Segment Start: Records for this exercise

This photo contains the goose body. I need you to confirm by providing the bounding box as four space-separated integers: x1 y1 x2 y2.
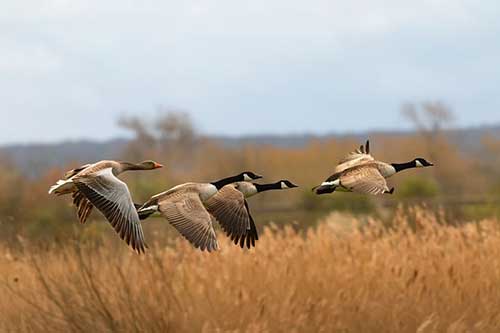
205 180 298 249
48 160 163 253
314 141 433 195
137 172 263 252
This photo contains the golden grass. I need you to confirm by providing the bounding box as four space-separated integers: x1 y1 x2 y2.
2 207 500 332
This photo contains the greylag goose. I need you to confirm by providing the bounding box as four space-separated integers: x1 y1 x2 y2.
49 160 163 253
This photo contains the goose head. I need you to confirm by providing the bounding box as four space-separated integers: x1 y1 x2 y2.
413 158 434 168
138 160 164 170
120 160 163 172
211 171 263 190
241 171 263 181
279 180 299 189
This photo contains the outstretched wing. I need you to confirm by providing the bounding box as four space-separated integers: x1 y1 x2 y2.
233 201 258 249
335 140 374 173
158 191 218 252
73 168 148 253
72 190 94 224
205 184 251 242
340 165 390 195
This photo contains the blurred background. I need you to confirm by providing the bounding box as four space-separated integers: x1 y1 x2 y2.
1 0 500 244
4 2 500 331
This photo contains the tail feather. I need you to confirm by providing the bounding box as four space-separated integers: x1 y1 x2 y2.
136 203 158 220
312 185 336 195
138 211 154 220
48 179 75 195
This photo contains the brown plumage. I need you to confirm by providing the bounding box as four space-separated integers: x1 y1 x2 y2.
49 160 163 253
204 185 251 243
140 183 220 252
313 140 433 196
339 163 391 195
205 180 298 249
72 190 93 224
137 172 264 252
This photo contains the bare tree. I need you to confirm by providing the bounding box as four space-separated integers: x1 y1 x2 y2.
117 116 157 161
401 101 470 195
401 101 455 161
155 109 196 153
117 108 198 170
402 101 454 134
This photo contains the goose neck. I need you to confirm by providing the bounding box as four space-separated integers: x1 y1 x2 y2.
391 161 416 173
119 162 143 172
254 182 281 192
210 174 241 190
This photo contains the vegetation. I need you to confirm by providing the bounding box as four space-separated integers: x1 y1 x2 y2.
0 106 499 331
1 107 499 242
2 208 500 332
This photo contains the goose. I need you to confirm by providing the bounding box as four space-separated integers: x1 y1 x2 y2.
313 141 433 195
137 171 263 252
205 180 298 249
48 160 163 253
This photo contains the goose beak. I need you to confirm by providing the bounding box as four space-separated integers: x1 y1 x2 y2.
153 162 163 169
255 173 263 179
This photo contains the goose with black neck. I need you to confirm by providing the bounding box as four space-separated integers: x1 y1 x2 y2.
313 140 433 196
136 171 263 252
205 179 299 249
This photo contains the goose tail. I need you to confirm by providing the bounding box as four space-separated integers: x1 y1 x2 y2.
136 201 159 220
48 179 75 195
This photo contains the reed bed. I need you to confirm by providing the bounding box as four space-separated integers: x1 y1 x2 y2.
1 207 500 332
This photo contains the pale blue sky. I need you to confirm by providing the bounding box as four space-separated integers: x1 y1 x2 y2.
1 0 499 144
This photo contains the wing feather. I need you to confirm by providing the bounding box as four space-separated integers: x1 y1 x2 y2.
340 165 390 195
73 168 147 253
158 191 219 252
335 140 374 173
205 185 251 242
232 200 258 249
72 190 94 224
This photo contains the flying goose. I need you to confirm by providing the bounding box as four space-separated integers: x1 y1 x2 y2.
205 180 298 249
48 160 163 253
137 171 263 252
313 141 433 195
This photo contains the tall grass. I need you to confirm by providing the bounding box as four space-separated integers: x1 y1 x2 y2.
2 207 500 332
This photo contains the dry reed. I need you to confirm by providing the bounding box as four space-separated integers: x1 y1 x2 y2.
1 207 500 332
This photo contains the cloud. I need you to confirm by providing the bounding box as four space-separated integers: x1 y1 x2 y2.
0 0 499 143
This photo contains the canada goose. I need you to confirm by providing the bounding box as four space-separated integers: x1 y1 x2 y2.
48 160 163 253
313 141 433 195
137 171 263 252
205 180 298 249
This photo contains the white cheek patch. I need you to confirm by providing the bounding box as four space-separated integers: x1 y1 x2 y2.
243 174 251 181
415 160 423 168
321 179 340 186
281 182 287 189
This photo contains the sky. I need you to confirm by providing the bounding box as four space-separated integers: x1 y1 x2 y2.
1 0 500 144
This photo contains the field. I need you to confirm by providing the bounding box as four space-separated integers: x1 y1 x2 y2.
2 207 500 332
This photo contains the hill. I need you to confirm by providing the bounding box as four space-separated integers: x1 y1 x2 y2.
1 125 499 177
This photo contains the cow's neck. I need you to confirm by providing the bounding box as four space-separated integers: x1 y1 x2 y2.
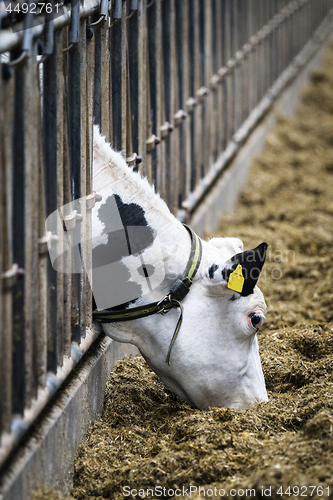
93 128 193 303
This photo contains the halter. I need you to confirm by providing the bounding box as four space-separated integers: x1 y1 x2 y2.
93 224 203 364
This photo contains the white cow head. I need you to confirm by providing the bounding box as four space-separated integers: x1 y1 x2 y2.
92 127 268 410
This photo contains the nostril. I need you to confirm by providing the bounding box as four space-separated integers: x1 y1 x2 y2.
249 312 261 327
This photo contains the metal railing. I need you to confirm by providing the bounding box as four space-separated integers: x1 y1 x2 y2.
1 0 333 470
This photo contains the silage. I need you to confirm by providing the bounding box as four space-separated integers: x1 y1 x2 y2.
33 45 333 500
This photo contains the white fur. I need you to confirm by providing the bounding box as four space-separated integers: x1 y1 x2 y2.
92 127 268 410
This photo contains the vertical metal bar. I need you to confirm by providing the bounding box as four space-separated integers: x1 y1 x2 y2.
0 58 14 435
43 34 59 369
55 29 67 356
161 0 172 205
242 0 249 123
182 0 191 204
79 20 87 341
93 25 102 129
203 0 212 173
128 5 140 162
155 0 167 198
61 27 72 357
234 0 241 132
145 40 153 182
0 75 3 430
0 62 5 437
212 0 220 162
138 0 148 174
24 42 41 407
54 29 65 355
147 0 158 184
193 0 202 187
121 1 128 156
187 0 196 191
221 0 228 150
101 22 111 142
111 15 122 151
169 0 179 214
37 96 48 392
67 32 81 345
86 17 95 331
175 0 188 210
226 0 234 142
12 57 26 415
246 0 253 117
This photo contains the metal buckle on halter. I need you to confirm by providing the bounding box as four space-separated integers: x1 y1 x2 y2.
156 294 173 315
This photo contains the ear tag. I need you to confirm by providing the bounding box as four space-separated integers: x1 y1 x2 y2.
227 264 244 293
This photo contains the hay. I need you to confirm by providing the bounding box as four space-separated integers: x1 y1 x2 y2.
33 44 333 500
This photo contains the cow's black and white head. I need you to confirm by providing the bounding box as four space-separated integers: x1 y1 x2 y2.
90 126 269 410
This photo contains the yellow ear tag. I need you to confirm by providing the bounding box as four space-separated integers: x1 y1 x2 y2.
227 264 244 293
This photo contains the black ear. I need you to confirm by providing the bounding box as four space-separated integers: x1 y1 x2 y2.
222 242 268 297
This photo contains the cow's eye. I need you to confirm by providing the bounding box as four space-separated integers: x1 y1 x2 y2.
248 312 265 330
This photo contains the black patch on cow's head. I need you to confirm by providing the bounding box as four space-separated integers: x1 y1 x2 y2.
208 263 219 279
93 194 155 268
92 194 156 310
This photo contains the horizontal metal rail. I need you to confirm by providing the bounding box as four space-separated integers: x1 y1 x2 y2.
1 0 333 472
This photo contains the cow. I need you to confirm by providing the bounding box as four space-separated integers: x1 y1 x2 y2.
91 126 268 410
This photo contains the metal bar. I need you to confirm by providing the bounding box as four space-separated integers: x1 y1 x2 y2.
67 24 82 345
114 0 122 19
138 0 148 174
43 0 55 55
203 0 212 174
161 0 172 206
11 56 26 416
175 0 187 211
101 22 111 142
0 70 3 434
226 0 234 142
147 0 157 183
93 25 102 129
85 15 95 331
155 0 167 197
182 0 191 206
61 25 72 358
210 0 220 163
69 0 80 44
193 0 201 189
169 0 179 214
111 11 122 151
121 1 128 156
79 20 88 341
220 0 228 151
37 60 48 392
0 56 14 437
127 5 139 163
43 35 59 368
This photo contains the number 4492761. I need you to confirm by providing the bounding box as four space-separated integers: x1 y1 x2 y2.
277 486 329 497
5 3 60 14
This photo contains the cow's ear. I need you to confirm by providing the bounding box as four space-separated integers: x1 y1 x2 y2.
222 242 268 296
209 236 243 253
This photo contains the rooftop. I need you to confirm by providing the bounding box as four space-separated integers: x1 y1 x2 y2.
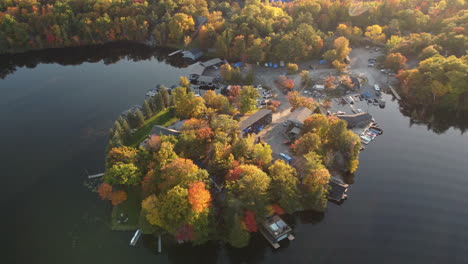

Segment End: Records for this exercise

_Activity_:
Exact copy required, pictures excluded: the lines from the one holding "This photo contains the cow's ear." through the last line of the data, both ends included.

_Worked solution_:
This photo contains the cow's ear. I need you to confirm by providing the bounding box as four space-separated integers: x1 y1 x2 y2.
222 242 268 296
209 236 243 253
This photo contains the rooftop. I need you to confirm by providing the bounding box as four space-separated integers: x1 y1 x2 y2.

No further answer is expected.